-- start of Data supplied --
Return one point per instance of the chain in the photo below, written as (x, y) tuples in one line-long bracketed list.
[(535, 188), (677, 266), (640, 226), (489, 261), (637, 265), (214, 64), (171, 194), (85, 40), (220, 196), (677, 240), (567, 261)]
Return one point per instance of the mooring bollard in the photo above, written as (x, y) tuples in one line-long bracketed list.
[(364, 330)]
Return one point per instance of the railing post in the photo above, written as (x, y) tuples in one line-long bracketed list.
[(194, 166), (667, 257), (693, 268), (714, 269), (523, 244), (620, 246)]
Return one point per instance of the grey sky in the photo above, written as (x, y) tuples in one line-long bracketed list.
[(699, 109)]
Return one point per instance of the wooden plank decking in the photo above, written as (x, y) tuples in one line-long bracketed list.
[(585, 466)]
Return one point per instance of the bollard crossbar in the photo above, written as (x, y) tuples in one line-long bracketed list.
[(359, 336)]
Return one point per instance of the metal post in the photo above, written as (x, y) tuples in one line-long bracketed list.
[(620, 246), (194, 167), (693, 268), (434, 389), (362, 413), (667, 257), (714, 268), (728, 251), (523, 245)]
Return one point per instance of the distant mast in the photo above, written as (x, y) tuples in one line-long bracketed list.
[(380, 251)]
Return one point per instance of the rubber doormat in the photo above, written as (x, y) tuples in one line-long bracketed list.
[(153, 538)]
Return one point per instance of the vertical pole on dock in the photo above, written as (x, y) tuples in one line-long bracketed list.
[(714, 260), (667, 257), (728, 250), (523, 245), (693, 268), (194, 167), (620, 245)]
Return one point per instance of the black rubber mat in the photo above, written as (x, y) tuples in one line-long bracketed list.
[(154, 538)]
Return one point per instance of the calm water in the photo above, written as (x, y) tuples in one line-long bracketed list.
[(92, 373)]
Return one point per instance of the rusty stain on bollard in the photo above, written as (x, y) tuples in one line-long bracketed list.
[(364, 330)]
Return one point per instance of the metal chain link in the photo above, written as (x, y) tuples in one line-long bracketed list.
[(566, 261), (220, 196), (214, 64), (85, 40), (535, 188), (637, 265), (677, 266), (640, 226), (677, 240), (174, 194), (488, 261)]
-- end of Data supplied --
Can you replace "grey sky" with "gray sky" in the part that opens with the line containing "Return one point per instance of the railing" and closes with the line containing "[(699, 109)]", and give back only those lines with nothing else changed?

## Correct answer
Return one point per instance of the railing post in the photo above, written as (x, y) tuples in one line-long bracketed list.
[(194, 166), (667, 257), (693, 268), (714, 269), (523, 244), (620, 246)]
Return one point per instance of the gray sky in the photo above, written as (x, y) tuples in one line-long bracketed list.
[(699, 109)]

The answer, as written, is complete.